An excerpt from a dataset:
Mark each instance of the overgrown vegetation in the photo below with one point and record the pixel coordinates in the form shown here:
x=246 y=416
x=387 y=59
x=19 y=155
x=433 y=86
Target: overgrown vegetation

• _YOUR GOAL_:
Transcribe the entries above line for line, without changing any wording, numbers, or punctuation.

• _FULL ANSWER_:
Mark each instance of the overgrown vegetation in the photo below with one point and record the pixel coordinates in the form shown here:
x=246 y=416
x=387 y=59
x=19 y=155
x=433 y=86
Target: overgrown vegetation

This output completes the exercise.